_What you will do_. Output every line of the entries from the line containing "of soldiers, given" through the last, exactly, with no other content.

_Data to use_.
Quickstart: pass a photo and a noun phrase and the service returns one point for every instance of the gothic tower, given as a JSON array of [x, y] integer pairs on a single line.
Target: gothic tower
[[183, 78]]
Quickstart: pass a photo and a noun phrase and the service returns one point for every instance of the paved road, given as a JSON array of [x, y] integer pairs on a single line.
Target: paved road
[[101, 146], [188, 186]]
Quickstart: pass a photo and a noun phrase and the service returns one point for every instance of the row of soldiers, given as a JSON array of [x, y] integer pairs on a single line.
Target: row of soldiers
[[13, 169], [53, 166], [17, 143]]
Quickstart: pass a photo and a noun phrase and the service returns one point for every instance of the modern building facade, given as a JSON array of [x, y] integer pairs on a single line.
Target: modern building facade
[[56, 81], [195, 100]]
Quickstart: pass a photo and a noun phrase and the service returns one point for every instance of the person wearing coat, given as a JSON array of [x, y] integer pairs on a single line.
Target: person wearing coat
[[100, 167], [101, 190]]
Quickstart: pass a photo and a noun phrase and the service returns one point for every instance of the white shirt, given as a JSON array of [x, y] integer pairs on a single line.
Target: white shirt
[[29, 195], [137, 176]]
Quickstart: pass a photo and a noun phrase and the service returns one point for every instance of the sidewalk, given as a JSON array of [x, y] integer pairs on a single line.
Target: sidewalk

_Written solution_.
Quickstart: pass a photo and a noun phrase and the service returns one point for every instance of the row of soldiers, given as a JSON array of [x, y] integer pairs on a single line.
Target: row of soldiers
[[13, 169], [53, 166], [17, 143]]
Quickstart: pass a photo and a noun phrase and the service returns one point for every instance of the modern building facade, given as a JSON array of [x, y] integer pairs on a single line.
Target: modern building facade
[[56, 81], [195, 100]]
Quickstart: pass a photo and a noun phrase and the service returns one point for every instance of the person wearing coat, given as a JSON array of [x, y] integer pairs on a single line.
Target: person wearing coat
[[100, 167], [101, 190]]
Quickstart: pass a photo and a noun phrase and the service returns one point for every instance of the white shirt, given as a JSON array of [x, y] integer pairs on a single line.
Target: white shirt
[[29, 195], [137, 176]]
Quickstart: pass a photo and a noun phrase and the service returns one point for every instance of the sidewalk, given as a JSON array of [x, y] integer pairs on a single line.
Target: sidewalk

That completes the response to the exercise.